- [Labeling and segmentation records]

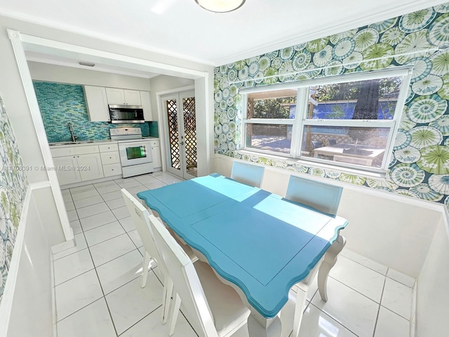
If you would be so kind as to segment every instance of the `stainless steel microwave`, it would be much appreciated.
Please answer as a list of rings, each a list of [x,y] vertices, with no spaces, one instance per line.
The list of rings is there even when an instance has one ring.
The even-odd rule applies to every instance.
[[[144,123],[143,108],[140,105],[109,105],[111,123]]]

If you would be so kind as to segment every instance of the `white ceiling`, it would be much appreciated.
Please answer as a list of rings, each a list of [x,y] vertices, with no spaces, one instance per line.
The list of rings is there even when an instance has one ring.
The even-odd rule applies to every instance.
[[[246,0],[214,13],[194,0],[0,0],[0,14],[221,65],[447,0]]]

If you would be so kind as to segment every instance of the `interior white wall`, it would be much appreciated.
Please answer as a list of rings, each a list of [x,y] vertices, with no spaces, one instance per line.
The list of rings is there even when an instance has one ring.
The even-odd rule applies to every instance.
[[[231,157],[215,154],[211,171],[229,176],[232,161]],[[300,175],[267,166],[261,187],[285,196],[290,174]],[[306,178],[334,183],[309,175]],[[342,232],[347,239],[346,247],[417,278],[441,221],[443,206],[335,183],[343,187],[337,215],[349,221]]]
[[[32,192],[27,216],[20,225],[25,235],[22,242],[16,242],[13,253],[20,257],[18,265],[10,268],[17,268],[18,272],[10,272],[7,279],[10,284],[14,282],[15,289],[11,301],[1,302],[11,310],[8,332],[0,333],[5,337],[53,336],[51,247],[41,218],[45,210],[35,202],[39,197]],[[10,284],[6,289],[11,289]]]
[[[149,79],[28,61],[31,78],[37,81],[110,86],[149,91]]]
[[[194,81],[190,79],[183,79],[174,76],[159,75],[150,79],[151,84],[151,99],[152,110],[153,111],[153,120],[157,121],[159,119],[157,113],[157,98],[156,93],[166,91],[177,88],[182,88],[188,86],[193,86]]]
[[[438,224],[417,279],[416,336],[448,336],[449,237],[448,215]]]

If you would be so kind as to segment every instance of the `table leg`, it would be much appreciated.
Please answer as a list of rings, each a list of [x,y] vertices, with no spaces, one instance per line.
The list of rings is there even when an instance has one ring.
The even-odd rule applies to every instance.
[[[338,234],[337,239],[332,243],[332,245],[324,255],[324,260],[318,271],[318,290],[320,292],[321,299],[325,302],[328,301],[326,284],[329,272],[337,262],[337,256],[342,251],[345,244],[346,239]]]
[[[265,318],[255,309],[251,308],[248,317],[248,332],[249,337],[281,337],[281,319],[278,316]]]

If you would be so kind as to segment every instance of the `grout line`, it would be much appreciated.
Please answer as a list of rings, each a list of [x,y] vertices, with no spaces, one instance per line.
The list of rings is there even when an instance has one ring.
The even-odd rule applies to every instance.
[[[388,269],[387,270],[388,271]],[[379,314],[380,313],[380,303],[382,303],[382,298],[384,296],[384,291],[385,290],[385,284],[387,283],[387,277],[384,278],[384,286],[382,288],[382,293],[380,294],[380,303],[379,303],[379,308],[377,308],[377,315],[376,315],[376,322],[374,324],[374,330],[373,331],[373,337],[376,333],[376,328],[377,327],[377,322],[379,321]]]

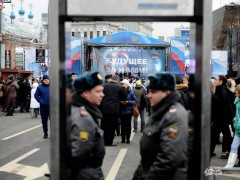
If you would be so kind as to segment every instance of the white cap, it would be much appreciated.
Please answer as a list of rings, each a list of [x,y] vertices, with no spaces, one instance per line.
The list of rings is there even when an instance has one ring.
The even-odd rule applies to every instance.
[[[126,84],[127,86],[130,87],[130,83],[127,79],[122,80],[121,83],[124,83],[124,84]]]

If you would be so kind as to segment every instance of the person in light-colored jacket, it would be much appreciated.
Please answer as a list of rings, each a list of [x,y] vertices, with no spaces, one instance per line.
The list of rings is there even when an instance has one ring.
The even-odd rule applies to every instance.
[[[31,89],[31,101],[30,101],[30,108],[31,108],[31,117],[38,117],[38,112],[39,112],[39,107],[40,104],[39,102],[35,99],[34,94],[37,90],[38,87],[38,79],[35,79],[35,81],[32,84],[32,89]]]

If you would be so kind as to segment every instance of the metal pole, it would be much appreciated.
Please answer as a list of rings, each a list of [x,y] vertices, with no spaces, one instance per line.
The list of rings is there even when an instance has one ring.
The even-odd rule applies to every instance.
[[[194,106],[194,168],[195,180],[206,180],[204,171],[210,162],[210,53],[212,49],[212,1],[195,0],[196,23],[191,23],[190,58],[196,60]],[[209,89],[209,93],[206,90]],[[191,178],[190,178],[191,179]]]

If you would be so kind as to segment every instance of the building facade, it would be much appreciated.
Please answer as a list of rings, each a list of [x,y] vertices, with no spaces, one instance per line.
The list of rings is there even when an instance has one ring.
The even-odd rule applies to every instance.
[[[119,31],[133,31],[146,36],[152,36],[152,23],[150,22],[73,22],[71,25],[72,36],[92,39]]]

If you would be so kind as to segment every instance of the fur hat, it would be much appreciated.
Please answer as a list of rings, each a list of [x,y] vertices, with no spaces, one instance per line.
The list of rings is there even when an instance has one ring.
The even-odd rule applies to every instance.
[[[98,72],[86,72],[73,81],[73,86],[78,94],[103,84],[103,78]]]
[[[128,87],[130,87],[130,83],[127,79],[122,80],[121,83],[126,84]]]
[[[48,75],[43,75],[43,81],[44,79],[49,79],[49,76]]]
[[[176,79],[171,73],[154,73],[148,76],[148,89],[175,90]]]
[[[136,81],[136,86],[141,86],[142,85],[142,82],[140,80],[137,80]]]

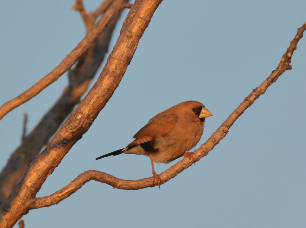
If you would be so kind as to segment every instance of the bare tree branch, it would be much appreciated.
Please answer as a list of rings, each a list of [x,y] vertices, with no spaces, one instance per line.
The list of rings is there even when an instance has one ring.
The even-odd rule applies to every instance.
[[[0,107],[0,120],[12,110],[37,95],[69,70],[89,48],[114,17],[119,13],[122,9],[123,1],[123,0],[115,0],[85,37],[53,70],[28,90]]]
[[[113,32],[120,14],[99,35],[88,50],[69,72],[69,84],[53,106],[13,152],[0,173],[0,204],[7,199],[27,169],[41,150],[71,113],[87,91],[107,52]],[[24,128],[25,124],[24,124]],[[24,130],[24,132],[25,130]]]
[[[135,1],[97,81],[46,148],[33,161],[9,198],[1,206],[0,227],[12,226],[28,212],[47,177],[88,130],[118,86],[153,14],[162,1]],[[119,2],[116,1],[112,6]]]
[[[306,30],[306,23],[304,23],[302,27],[298,29],[297,34],[290,42],[290,45],[283,55],[275,70],[259,87],[254,89],[244,99],[206,142],[195,151],[194,160],[199,161],[201,158],[207,155],[215,146],[224,138],[230,128],[244,111],[260,95],[264,93],[268,87],[276,81],[283,73],[287,70],[291,69],[291,66],[290,65],[291,58],[293,52],[297,49],[299,41],[303,37],[303,33],[305,30]],[[162,173],[160,175],[160,184],[163,184],[176,176],[192,165],[194,160],[188,158],[185,158]],[[31,207],[32,208],[37,208],[58,203],[75,192],[86,183],[92,180],[105,183],[114,188],[136,190],[157,185],[157,183],[153,183],[152,181],[154,180],[153,178],[150,177],[137,180],[124,180],[102,172],[89,170],[81,173],[74,180],[53,194],[44,197],[36,198],[33,200]]]

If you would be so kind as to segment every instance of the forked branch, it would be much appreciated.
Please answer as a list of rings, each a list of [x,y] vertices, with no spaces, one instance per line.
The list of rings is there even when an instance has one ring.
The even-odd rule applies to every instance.
[[[306,23],[297,29],[297,32],[280,61],[276,69],[258,87],[246,97],[226,120],[214,133],[205,143],[194,152],[195,160],[199,161],[206,156],[215,146],[225,136],[230,128],[244,111],[250,106],[260,95],[264,93],[267,89],[275,82],[286,70],[291,70],[291,58],[297,49],[298,42],[303,36],[306,30]],[[163,184],[176,176],[192,165],[194,161],[187,158],[183,159],[160,175]],[[137,180],[124,180],[105,173],[95,170],[89,170],[81,173],[74,180],[61,190],[50,195],[35,198],[31,205],[32,208],[48,207],[58,203],[75,192],[86,183],[93,180],[107,184],[114,188],[126,190],[137,190],[152,187],[156,185],[154,183],[152,177]]]

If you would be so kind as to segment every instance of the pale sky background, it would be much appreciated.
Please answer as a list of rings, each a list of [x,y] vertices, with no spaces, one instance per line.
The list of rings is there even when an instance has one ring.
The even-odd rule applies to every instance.
[[[101,2],[84,2],[88,10]],[[70,9],[74,3],[0,0],[0,104],[49,73],[83,37],[80,16]],[[88,170],[127,179],[151,176],[145,156],[94,159],[124,147],[151,118],[183,101],[201,102],[214,115],[206,120],[198,148],[275,69],[306,21],[305,9],[304,0],[165,0],[113,97],[37,196],[54,193]],[[91,181],[58,205],[30,211],[23,218],[26,228],[305,227],[304,35],[292,70],[207,156],[160,190],[114,189]],[[0,121],[0,167],[19,145],[23,113],[29,131],[67,84],[65,74]],[[155,170],[162,172],[178,160],[156,164]]]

- [Problem details] In the records above, return only the line that contains "forked branch, it would be much appreciated." and every line after it through the last, exactly as they appear.

- [Result of this exercise]
If you would be so kind as to segment every instance of the forked branch, it would be much appreciated.
Please answer as a list of rings, each a list of [x,y] vertices, with no spaces, one instance per line.
The list of rings is there even when an instance has one ring.
The even-odd rule applies to every instance.
[[[306,23],[297,29],[297,32],[280,61],[276,69],[258,87],[246,97],[226,120],[214,133],[205,143],[194,152],[195,160],[199,161],[206,156],[215,146],[225,136],[230,128],[244,111],[250,106],[260,95],[264,93],[267,89],[275,82],[286,70],[291,70],[291,58],[297,49],[298,42],[303,36],[306,30]],[[163,184],[176,176],[192,165],[194,161],[187,158],[183,159],[160,175]],[[137,180],[124,180],[105,173],[95,170],[89,170],[81,173],[74,180],[61,190],[50,195],[35,198],[31,205],[32,208],[48,207],[58,203],[75,192],[86,183],[93,180],[107,184],[114,188],[126,190],[137,190],[152,187],[156,185],[154,183],[152,177]]]

If you would be so kind as to segment every instance of the pale sky background, it would be much appreciated.
Please answer as a list of rings, each a list of [x,y] vertices, with no spaces, one instance per line.
The list of rings is there even when an instance has one ring.
The even-odd rule applies to every instance.
[[[101,2],[84,2],[88,10]],[[70,9],[74,3],[0,0],[0,104],[49,73],[83,37],[80,16]],[[88,170],[127,179],[151,176],[145,156],[94,159],[124,147],[151,118],[183,101],[201,102],[214,115],[206,120],[198,148],[275,69],[306,21],[305,9],[304,0],[165,0],[113,97],[37,196],[54,193]],[[91,181],[58,205],[30,211],[23,218],[26,228],[305,227],[304,35],[292,70],[207,156],[160,190],[114,189]],[[0,121],[0,167],[19,145],[23,113],[29,131],[67,84],[65,74]],[[155,170],[162,172],[178,160],[156,164]]]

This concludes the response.